## BEGIN Extract provided

Will the economy grow? Will legislators approve major spending cuts?

By Mike Shields | August 20, 2012

Kansas officials haven’t kept a running tally of state tax cuts versus tax increases, but two little-circulated reports prepared in recent years show that since 1995, the dollar values of the tax cuts have outpaced the increases by more than three to one, or about $15.6 billion in tax reductions versus about $4.6 billion in tax increases. And that was before the biggest tax cut in state history was signed into law in May.

The first report was prepared for Gov. Mark Parkinson, a Democrat. Nonpartisan legislative researchers prepared the second report. Neither report was published on letterhead or widely distributed, so the audience for each has been relatively small.

A timeline of changes in state tax policy over the past 25 years prepared by KHI News Service shows that since 1987, lawmakers more often have agreed to tax cuts, with increases the exceptions driven by downturns in the economy coupled with revenues lost to earlier tax rollbacks. The most notable tax increases were in 2002 and 2010, with the biggest years for tax cuts being 1998 and 2012.

Using conventional projection methods, the new tax law signed by Gov. Sam Brownback in May is expected to reduce state revenues between $4.5 billion and $4.7 billion over five years. Brownback officials, citing “dynamic” projections that assume healthy growth in the economy, predict the losses to the treasury will be less but still quite significant. They also project the tax cuts will mean 22,900 additional jobs, which will benefit local governments and school districts by growing the tax base.

Best-case scenario

The best-case scenario, prepared by the conservative Kansas Policy Institute, is that a one-time cut in state spending of 8.5 percent — or about $500 million from the state general fund — would keep the budget balanced as required by the Kansas Constitution. That would be a record one-year cut in state spending, though reductions of that order might have happened in fiscal 2010 without about $1 billion in federal stimulus relief that helped prop up the Kansas budget.

Despite the anticipated losses to the treasury, Brownback has pledged to adequately fund “core” services such as schools and public safety. Critics say they don’t know how that will be possible given the magnitude of the tax cuts, which are the largest in state history, and the fact the biggest single category of state spending is for education.

“I think the schools is where it hits first,” said Joan Wagnon, chairperson of the Kansas Democratic Party and a former secretary of revenue.

Brownback officials declined to comment about the details of the budget they are preparing for the coming fiscal year, but various agency officials have confirmed privately that they’ve been instructed to prepare spending plans that cut 10 percent or more.

## END Extract provided

▶ _Written tasks_
**A.** In the Kansas tax article, shorten the paragraph that begins "Using conventional projection methods" and keep its main facts.
**B.** Return the part of the Kansas tax article between "A timeline of" and "1998 and 2012.", inclusive.

## BEGIN Supplied information

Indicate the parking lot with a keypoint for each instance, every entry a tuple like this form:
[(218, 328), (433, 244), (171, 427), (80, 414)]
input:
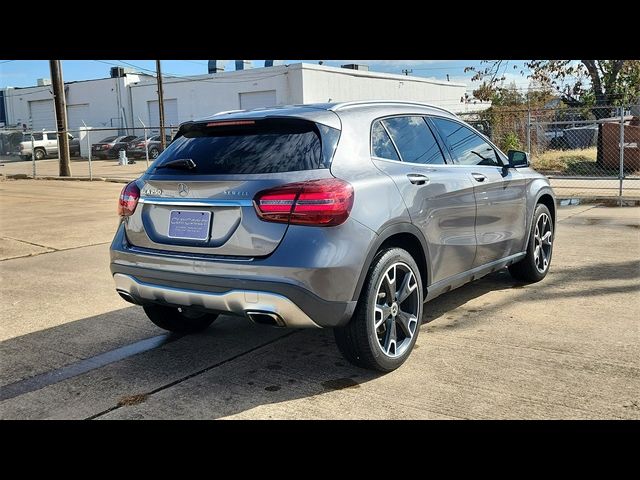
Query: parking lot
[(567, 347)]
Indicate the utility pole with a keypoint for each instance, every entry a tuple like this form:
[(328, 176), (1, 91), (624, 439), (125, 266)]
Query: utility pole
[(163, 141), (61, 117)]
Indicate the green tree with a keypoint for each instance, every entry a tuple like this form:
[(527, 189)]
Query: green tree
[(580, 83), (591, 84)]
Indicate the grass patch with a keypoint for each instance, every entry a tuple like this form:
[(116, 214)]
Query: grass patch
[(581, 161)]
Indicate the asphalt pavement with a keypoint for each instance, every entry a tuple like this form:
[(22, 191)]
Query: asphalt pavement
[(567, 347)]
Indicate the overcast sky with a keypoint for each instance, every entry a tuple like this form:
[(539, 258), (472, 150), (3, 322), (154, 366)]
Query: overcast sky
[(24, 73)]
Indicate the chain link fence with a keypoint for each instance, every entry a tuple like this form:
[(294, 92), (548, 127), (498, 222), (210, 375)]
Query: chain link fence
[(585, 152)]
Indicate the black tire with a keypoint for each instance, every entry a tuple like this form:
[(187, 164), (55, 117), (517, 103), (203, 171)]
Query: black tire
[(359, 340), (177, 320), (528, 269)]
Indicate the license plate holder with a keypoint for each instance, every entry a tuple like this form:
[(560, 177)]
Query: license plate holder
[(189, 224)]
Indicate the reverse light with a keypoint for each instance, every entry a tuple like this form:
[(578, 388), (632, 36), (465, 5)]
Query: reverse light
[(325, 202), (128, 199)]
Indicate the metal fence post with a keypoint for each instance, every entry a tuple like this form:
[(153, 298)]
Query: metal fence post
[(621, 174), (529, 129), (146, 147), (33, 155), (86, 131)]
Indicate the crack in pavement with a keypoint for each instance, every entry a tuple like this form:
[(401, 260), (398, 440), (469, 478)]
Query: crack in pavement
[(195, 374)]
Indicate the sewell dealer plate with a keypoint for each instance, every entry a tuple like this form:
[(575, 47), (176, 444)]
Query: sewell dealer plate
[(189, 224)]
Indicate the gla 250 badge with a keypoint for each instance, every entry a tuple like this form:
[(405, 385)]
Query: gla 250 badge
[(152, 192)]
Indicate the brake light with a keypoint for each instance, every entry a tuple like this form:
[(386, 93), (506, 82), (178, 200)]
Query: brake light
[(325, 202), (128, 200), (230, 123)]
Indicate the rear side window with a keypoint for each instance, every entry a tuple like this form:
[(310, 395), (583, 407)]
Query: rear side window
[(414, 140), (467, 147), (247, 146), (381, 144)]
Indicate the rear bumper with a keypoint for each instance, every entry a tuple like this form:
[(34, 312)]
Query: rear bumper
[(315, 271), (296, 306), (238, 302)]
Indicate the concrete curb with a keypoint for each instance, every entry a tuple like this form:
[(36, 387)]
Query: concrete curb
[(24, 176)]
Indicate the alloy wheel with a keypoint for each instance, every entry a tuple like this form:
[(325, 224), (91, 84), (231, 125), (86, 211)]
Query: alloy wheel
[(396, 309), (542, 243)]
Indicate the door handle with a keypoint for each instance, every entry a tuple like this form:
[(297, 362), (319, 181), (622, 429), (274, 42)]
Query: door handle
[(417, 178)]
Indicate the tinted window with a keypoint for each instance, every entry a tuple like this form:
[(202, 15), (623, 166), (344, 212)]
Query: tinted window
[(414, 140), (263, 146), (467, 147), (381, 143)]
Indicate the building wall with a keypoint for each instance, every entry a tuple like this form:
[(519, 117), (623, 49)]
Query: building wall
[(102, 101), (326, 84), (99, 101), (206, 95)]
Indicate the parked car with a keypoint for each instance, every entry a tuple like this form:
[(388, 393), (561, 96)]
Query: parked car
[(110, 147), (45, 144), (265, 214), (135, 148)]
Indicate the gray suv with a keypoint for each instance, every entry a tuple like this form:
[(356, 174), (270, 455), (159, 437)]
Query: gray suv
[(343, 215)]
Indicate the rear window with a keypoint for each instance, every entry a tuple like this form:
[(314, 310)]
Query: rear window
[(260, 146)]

## END Supplied information

▶ _Outputs in order_
**A.** Conventional projections show Gov. Sam Brownback's May tax law cutting state revenues by $4.5 billion to $4.7 billion over five years. His officials use "dynamic" projections that assume healthy economic growth. They expect smaller but still significant losses. They also expect 22,900 more jobs, which would grow the tax base for local governments and school districts.

**B.**
A timeline of changes in state tax policy over the past 25 years prepared by KHI News Service shows that since 1987, lawmakers more often have agreed to tax cuts, with increases the exceptions driven by downturns in the economy coupled with revenues lost to earlier tax rollbacks. The most notable tax increases were in 2002 and 2010, with the biggest years for tax cuts being 1998 and 2012.